WHAT YOU NEED TO DO:
#1 In the compendium vignette, which R package defines the reproducible processing pipeline?
#2 Retype the part of the compendium vignette that begins with the words containing "These files represent" and ends with "all intermediate outputs.".

DOCUMENT SEGMENT:
How to use this research compendium

This research compendium comprises all the input and output files as well as the R code needed to reproduce our paper:

Visser, L., Kalmar, J., Linkersdörfer, J., Görgen, R., Rothe, J., Hasselhorn, M., & Schulte-Körne, G. (2020). Comorbidities between specific learning disorders and psychopathology in elementary school children in Germany. Frontiers in Psychiatry. http://doi.org/10.3389/fpsyt.2020.00292

The compendium uses the R package drake to define a reproducible processing pipeline linking inputs to outputs/targets similar to GNU make (for more information on the drake package, see here). This vignette describes how to reproduce the analysis, check the analysis pipeline, and inspect analysis steps and outputs.

Copy the analysis directory structure

library(comsldpsy)
copy_analysis()
#> Copying analysis directory structure...

After attaching the package, executing the function copy_analysis() copies the analysis directory structure to the current working directory (or an explicitely specified directory). The directory should now contain the following files:

.
└── .drake
    └── [...]
└── analysis
    ├── data
    │   └── data_orig.rds               # raw data
    ├── figures
    │   └── figure_1.tiff               # figures used in the manuscript
    │   └── figure_2.tiff               
    │   └── figure_3.tiff
    ├── manuscript
    │   └── manuscript.docx             # manuscript as submitted
    │   └── supplemental.docx           # supplemental materials as submitted
    └── templates
        └── manuscript_template.docx    # manuscript template
        └── supplemental_template.docx  # supplemental materials template

These files represent all input files required to reproduce the analysis as well as all output files generated in the process. The function further copies a .drake directory to the same directory. This hidden directory stores information about the consistency of the analysis pipeline and all intermediate outputs.

DATA BLOCK:
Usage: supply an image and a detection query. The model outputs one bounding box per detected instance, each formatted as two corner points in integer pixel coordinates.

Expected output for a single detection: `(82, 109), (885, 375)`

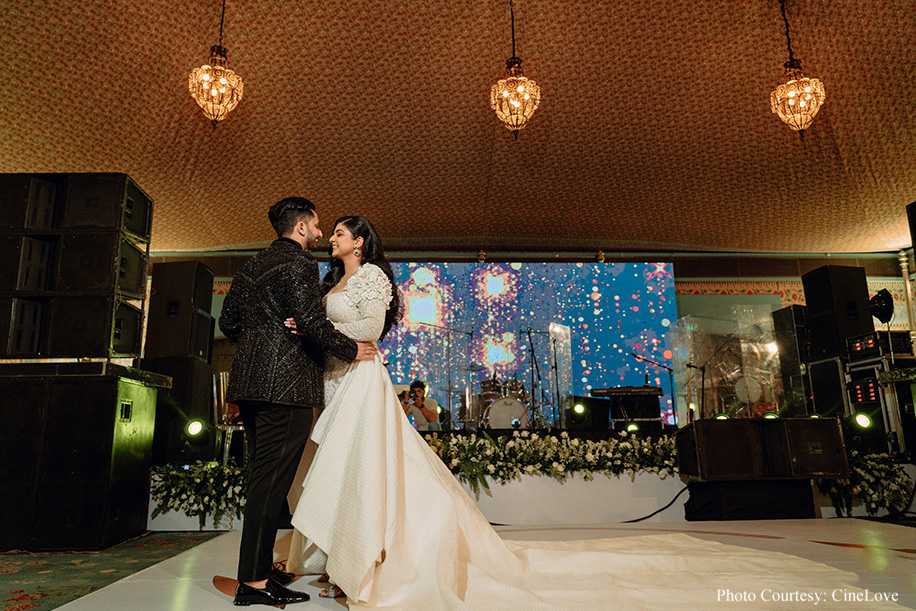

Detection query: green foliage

TASK SOLUTIONS:
#1 The drake package.

#2
These files represent all input files required to reproduce the analysis as well as all output files generated in the process. The function further copies a .drake directory to the same directory. This hidden directory stores information about the consistency of the analysis pipeline and all intermediate outputs.